### SUPPLIED PASSAGE
I spent more than a third of my adult life in small towns, some of them so small that they were not even towns, and it took a ten mile ride to come to the nearest traffic signal. I love small town people to death, and there a part of my heart forever lies. But forgive me if I fail to fall for Ms. Palin’s frothy narrative of small town America as something like a magic kingdom out of a fairy tale, where the good an virtuous ever dwell. Sorry folks. I’ve known too many small town people. They’re pretty much like all the rest of us. Some of them half good. Some of them half bad. And some of them fairly horrible.

But the Palin small town narrative—written by high-level Republican speech writers but almost certainly reflecting Ms. Palin’s politics—is the one of the keys to understanding the Republican success in American elections over the past 30 years, and how difficult it is for our Democratic friends to overcome.

In this strategy, our Republican friends wrap themselves in some fabric of Americana, raise it to iconic status, set it at odds with some loosely-defined “other,” and use the resulting conflict to deflect any criticism of their own actions and turn any resentments back upon the critics themselves.

One of the most brilliant parts of this Republican strategy is that there is no real need for its architects to be members of the group or class into which they have identified themselves. Certainly Sarah Palin is a legitimate small town product. But many Republican leaders are actually members of the “other” of which they take such delight in attacking. Their actions and allegiances may be entirely contrary to the narrative they are promoting. But those little details are lost in the stirring of patriotic music, and the marching of many unsuspecting feet.

In addition, the Republican strategy of a constant “us against them” strategy is that neither the “us” nor the “them” need to be carefully defined or the lines closely drawn, because it plays upon the natural human desire of wishing to belong. Like the shifting ice floes in the melting Arctic, the grounds upon who the “us” and the “them” stand is always shifting, but it rarely seems to matter. Consistency has no currency in this world view.

### TO BE DONE
Continue the passage on the Republican small-town narrative, picking up after its final sentence. The rows that follow are not needed for anything here.

Contour labeling items
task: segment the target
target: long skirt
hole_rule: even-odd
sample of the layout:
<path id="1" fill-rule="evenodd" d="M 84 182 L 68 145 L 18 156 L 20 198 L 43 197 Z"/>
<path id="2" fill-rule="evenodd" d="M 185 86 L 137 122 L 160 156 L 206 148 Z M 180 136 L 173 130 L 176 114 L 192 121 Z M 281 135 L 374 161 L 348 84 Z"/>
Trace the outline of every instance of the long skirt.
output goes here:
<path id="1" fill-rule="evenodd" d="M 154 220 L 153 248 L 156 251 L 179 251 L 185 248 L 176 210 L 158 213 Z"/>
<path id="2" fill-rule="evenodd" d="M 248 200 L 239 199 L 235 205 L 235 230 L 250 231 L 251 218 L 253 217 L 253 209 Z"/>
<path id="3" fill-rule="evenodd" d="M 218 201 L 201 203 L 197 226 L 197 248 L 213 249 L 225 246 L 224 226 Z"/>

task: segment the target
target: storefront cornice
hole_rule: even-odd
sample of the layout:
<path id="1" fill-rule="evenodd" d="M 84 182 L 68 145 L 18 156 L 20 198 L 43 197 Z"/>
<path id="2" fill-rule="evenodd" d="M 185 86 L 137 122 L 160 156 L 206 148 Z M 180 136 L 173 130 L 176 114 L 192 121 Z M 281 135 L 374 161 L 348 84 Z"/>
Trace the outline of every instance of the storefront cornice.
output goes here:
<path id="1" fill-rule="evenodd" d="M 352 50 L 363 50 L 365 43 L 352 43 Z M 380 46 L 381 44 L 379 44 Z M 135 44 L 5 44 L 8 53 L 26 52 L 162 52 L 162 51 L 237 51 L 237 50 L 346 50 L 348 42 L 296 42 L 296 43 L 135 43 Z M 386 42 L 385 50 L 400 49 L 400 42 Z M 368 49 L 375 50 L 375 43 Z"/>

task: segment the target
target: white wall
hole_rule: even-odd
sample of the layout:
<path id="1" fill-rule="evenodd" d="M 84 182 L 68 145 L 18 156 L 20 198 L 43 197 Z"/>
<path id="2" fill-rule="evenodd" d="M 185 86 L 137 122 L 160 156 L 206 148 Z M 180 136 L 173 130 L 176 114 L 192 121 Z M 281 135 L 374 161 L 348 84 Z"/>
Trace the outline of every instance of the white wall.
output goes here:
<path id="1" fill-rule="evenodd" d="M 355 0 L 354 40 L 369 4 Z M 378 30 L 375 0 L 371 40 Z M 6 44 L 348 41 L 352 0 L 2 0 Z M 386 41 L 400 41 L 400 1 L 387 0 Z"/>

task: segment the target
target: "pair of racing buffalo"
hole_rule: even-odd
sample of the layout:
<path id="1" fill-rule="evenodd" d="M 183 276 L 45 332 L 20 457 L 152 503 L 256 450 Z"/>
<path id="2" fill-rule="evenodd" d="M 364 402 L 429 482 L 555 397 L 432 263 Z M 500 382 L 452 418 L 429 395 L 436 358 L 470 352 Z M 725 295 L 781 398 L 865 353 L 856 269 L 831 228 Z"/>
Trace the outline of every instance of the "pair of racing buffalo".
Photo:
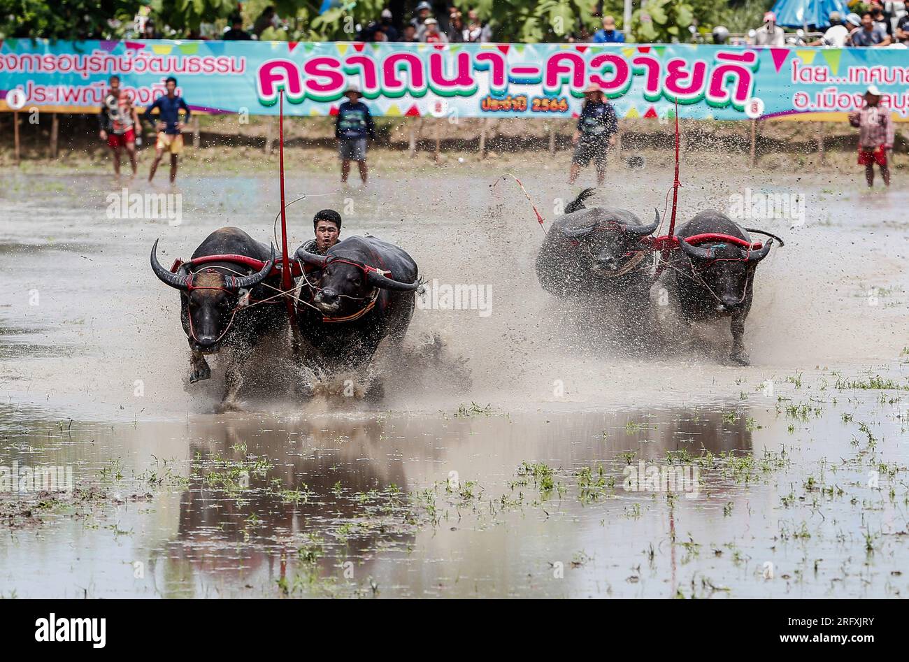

### ANSWER TO THIS PROBLEM
Thus, few at last week’s Republican convention stopped to see the irony of the fact that only weeks before our Republican friends were wrapping themselves in small town values, the McCain campaign—in its famous “Celebrity” ad against Mr. Obama—was using Britney Spears as an example something to be avoided. Ms. Spears was chosen as one of the two celebrity cameos in the ad because after adopting her as our pop culture darling for so many years, America has turned on her when she cracked under the pressure of trying to live up to iconic celebrity, reeling back and forth between drug use and short-spaced marriage and erratic behavior. Ms. Spears, a rural Louisiana native, is a product of small town Southern America, and there is an implied old “white trash” anti-Southern bias in the national commentary on her travails (aren’t they always running around, getting drunk, and not taking proper care of their children?).

Meanwhile, Atlanta Journal-Constitution columnist Cynthia Tucker correctly pointed out the double-standard conservative commentator Bill O’Reilly had over the respective unwed pregnancies of Ms. Spears’ teenage sister, Jamie Lynn, and Ms. Palin’s teenage daughter, Bristol.

Last December, reacting to Ms. Spears pregnancy, Mr. O’Reilly said in commentary, “On the pinhead front, 16-year-old Jamie Lynn Spears is pregnant. The sister of Britney says she is shocked. I bet. Now most teens are pinheads in some ways. But here the blame falls primarily on the parents of the girl, who obviously have little control over her or even over Britney Spears. Look at the way she behaves.”

But on September 3, Mr. O’Reilly had a far different take when discussing Ms. Palin’s daughter. Certainly the public has a right to know about Governor Palin's life, and there are legitimate questions about her family's situation, but Americans are very protective of families in general. … Millions of American families are dealing with teenage pregnancy. And as long as society doesn't have to support the mother, father or baby, it is a personal matter. Once the taxpayers do have to support the young family, it becomes a public policy matter. … It is true that some Americans will judge Governor Palin and her family. There's nothing anyone can do about it. … For the sake of her and her family, we hope things calm down.”

What is to be noted here is not simply the shifting ground of standards, but the cleverly coded message-words used as steppingstones that pave the pathway to get there.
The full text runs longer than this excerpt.